→ SET TASK
Arrange every line of the records below as a Markdown table with two columns, Row and Line. Number the rows in order and leave out blank lines.

----

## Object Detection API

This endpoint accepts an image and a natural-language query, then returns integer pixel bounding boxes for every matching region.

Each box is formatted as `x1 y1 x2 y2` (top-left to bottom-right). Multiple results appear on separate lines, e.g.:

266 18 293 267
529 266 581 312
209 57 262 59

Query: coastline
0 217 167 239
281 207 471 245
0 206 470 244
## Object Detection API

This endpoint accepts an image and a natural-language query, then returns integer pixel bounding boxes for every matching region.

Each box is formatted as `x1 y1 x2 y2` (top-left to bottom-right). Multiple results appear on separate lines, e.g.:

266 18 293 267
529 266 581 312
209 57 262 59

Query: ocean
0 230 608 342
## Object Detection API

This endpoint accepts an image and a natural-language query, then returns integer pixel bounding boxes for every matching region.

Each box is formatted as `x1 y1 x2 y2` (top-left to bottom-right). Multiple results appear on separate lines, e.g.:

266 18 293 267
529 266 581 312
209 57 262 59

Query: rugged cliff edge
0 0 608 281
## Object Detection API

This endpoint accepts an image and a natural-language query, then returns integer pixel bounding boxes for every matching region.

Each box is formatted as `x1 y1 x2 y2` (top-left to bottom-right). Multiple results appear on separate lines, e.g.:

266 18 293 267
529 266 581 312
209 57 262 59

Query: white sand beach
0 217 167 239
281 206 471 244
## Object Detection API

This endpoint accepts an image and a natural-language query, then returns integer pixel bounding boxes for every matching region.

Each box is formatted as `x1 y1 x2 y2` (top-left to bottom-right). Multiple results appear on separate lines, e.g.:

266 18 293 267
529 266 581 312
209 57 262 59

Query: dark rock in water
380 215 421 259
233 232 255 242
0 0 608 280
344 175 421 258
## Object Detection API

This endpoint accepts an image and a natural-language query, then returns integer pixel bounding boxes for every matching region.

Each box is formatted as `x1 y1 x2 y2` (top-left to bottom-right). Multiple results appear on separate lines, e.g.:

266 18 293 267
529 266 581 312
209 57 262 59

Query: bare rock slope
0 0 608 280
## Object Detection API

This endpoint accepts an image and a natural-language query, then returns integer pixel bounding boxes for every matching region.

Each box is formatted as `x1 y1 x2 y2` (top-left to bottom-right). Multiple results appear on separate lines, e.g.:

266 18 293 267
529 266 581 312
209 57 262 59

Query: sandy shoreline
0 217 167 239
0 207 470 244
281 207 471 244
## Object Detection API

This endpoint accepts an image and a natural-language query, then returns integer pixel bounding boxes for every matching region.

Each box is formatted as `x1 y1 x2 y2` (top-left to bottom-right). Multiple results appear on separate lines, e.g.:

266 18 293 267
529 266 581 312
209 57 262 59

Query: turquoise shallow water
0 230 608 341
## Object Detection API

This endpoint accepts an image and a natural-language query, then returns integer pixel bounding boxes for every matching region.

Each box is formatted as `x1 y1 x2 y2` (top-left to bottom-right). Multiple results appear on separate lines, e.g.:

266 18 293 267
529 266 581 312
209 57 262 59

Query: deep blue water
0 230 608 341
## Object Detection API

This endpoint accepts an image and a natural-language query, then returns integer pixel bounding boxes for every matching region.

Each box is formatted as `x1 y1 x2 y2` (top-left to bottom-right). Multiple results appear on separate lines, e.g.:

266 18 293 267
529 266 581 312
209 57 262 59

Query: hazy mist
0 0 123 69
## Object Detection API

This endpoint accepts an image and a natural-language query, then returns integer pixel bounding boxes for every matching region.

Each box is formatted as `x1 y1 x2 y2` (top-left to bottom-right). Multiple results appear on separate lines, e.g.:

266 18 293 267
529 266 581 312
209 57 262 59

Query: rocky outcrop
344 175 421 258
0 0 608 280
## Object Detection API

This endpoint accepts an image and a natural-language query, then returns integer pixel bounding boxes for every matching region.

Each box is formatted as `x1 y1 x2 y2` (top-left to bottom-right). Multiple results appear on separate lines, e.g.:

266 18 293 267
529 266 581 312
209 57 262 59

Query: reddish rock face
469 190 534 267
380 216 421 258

----

→ EXERCISE ANSWER
| Row | Line |
|---|---|
| 1 | ## Object Detection API |
| 2 | This endpoint accepts an image and a natural-language query, then returns integer pixel bounding boxes for every matching region. |
| 3 | Each box is formatted as `x1 y1 x2 y2` (top-left to bottom-right). Multiple results appear on separate lines, e.g.: |
| 4 | 266 18 293 267 |
| 5 | 529 266 581 312 |
| 6 | 209 57 262 59 |
| 7 | Query: coastline |
| 8 | 0 217 167 239 |
| 9 | 281 207 471 245 |
| 10 | 0 206 470 244 |
| 11 | ## Object Detection API |
| 12 | This endpoint accepts an image and a natural-language query, then returns integer pixel bounding boxes for every matching region. |
| 13 | Each box is formatted as `x1 y1 x2 y2` (top-left to bottom-right). Multiple results appear on separate lines, e.g.: |
| 14 | 266 18 293 267 |
| 15 | 529 266 581 312 |
| 16 | 209 57 262 59 |
| 17 | Query: ocean |
| 18 | 0 230 608 342 |
| 19 | ## Object Detection API |
| 20 | This endpoint accepts an image and a natural-language query, then returns integer pixel bounding boxes for every matching region. |
| 21 | Each box is formatted as `x1 y1 x2 y2` (top-left to bottom-right). Multiple results appear on separate lines, e.g.: |
| 22 | 266 18 293 267 |
| 23 | 529 266 581 312 |
| 24 | 209 57 262 59 |
| 25 | Query: rugged cliff edge |
| 26 | 0 0 608 281 |
| 27 | ## Object Detection API |
| 28 | This endpoint accepts an image and a natural-language query, then returns integer pixel bounding boxes for every matching region. |
| 29 | Each box is formatted as `x1 y1 x2 y2` (top-left to bottom-right). Multiple results appear on separate lines, e.g.: |
| 30 | 266 18 293 267 |
| 31 | 529 266 581 312 |
| 32 | 209 57 262 59 |
| 33 | Query: white sand beach |
| 34 | 0 217 167 239 |
| 35 | 281 206 471 244 |
| 36 | ## Object Detection API |
| 37 | This endpoint accepts an image and a natural-language query, then returns integer pixel bounding boxes for every matching region. |
| 38 | Each box is formatted as `x1 y1 x2 y2` (top-left to bottom-right). Multiple results appear on separate lines, e.g.: |
| 39 | 266 18 293 267 |
| 40 | 529 266 581 312 |
| 41 | 209 57 262 59 |
| 42 | Query: dark rock in water |
| 43 | 380 215 421 259 |
| 44 | 233 232 255 242 |
| 45 | 0 0 608 280 |
| 46 | 344 175 421 258 |
| 47 | ## Object Detection API |
| 48 | This endpoint accepts an image and a natural-language query, then returns integer pixel bounding boxes for every matching region. |
| 49 | Each box is formatted as `x1 y1 x2 y2` (top-left to bottom-right). Multiple results appear on separate lines, e.g.: |
| 50 | 266 18 293 267 |
| 51 | 529 266 581 312 |
| 52 | 209 57 262 59 |
| 53 | Query: bare rock slope |
| 54 | 0 0 608 280 |
| 55 | ## Object Detection API |
| 56 | This endpoint accepts an image and a natural-language query, then returns integer pixel bounding boxes for every matching region. |
| 57 | Each box is formatted as `x1 y1 x2 y2` (top-left to bottom-right). Multiple results appear on separate lines, e.g.: |
| 58 | 266 18 293 267 |
| 59 | 529 266 581 312 |
| 60 | 209 57 262 59 |
| 61 | Query: sandy shoreline |
| 62 | 0 217 167 239 |
| 63 | 0 207 470 244 |
| 64 | 281 207 471 244 |
| 65 | ## Object Detection API |
| 66 | This endpoint accepts an image and a natural-language query, then returns integer pixel bounding boxes for every matching region. |
| 67 | Each box is formatted as `x1 y1 x2 y2` (top-left to bottom-right). Multiple results appear on separate lines, e.g.: |
| 68 | 266 18 293 267 |
| 69 | 529 266 581 312 |
| 70 | 209 57 262 59 |
| 71 | Query: turquoise shallow water |
| 72 | 0 230 608 341 |
| 73 | ## Object Detection API |
| 74 | This endpoint accepts an image and a natural-language query, then returns integer pixel bounding boxes for every matching region. |
| 75 | Each box is formatted as `x1 y1 x2 y2` (top-left to bottom-right). Multiple results appear on separate lines, e.g.: |
| 76 | 266 18 293 267 |
| 77 | 529 266 581 312 |
| 78 | 209 57 262 59 |
| 79 | Query: deep blue water |
| 80 | 0 230 608 341 |
| 81 | ## Object Detection API |
| 82 | This endpoint accepts an image and a natural-language query, then returns integer pixel bounding boxes for every matching region. |
| 83 | Each box is formatted as `x1 y1 x2 y2` (top-left to bottom-right). Multiple results appear on separate lines, e.g.: |
| 84 | 266 18 293 267 |
| 85 | 529 266 581 312 |
| 86 | 209 57 262 59 |
| 87 | Query: hazy mist |
| 88 | 0 0 123 69 |
| 89 | ## Object Detection API |
| 90 | This endpoint accepts an image and a natural-language query, then returns integer pixel bounding boxes for every matching region. |
| 91 | Each box is formatted as `x1 y1 x2 y2` (top-left to bottom-right). Multiple results appear on separate lines, e.g.: |
| 92 | 266 18 293 267 |
| 93 | 529 266 581 312 |
| 94 | 209 57 262 59 |
| 95 | Query: rocky outcrop |
| 96 | 344 175 421 258 |
| 97 | 0 0 608 280 |
| 98 | ## Object Detection API |
| 99 | This endpoint accepts an image and a natural-language query, then returns integer pixel bounding boxes for every matching region. |
| 100 | Each box is formatted as `x1 y1 x2 y2` (top-left to bottom-right). Multiple results appear on separate lines, e.g.: |
| 101 | 266 18 293 267 |
| 102 | 529 266 581 312 |
| 103 | 209 57 262 59 |
| 104 | Query: reddish rock face |
| 105 | 469 190 534 267 |
| 106 | 380 216 421 258 |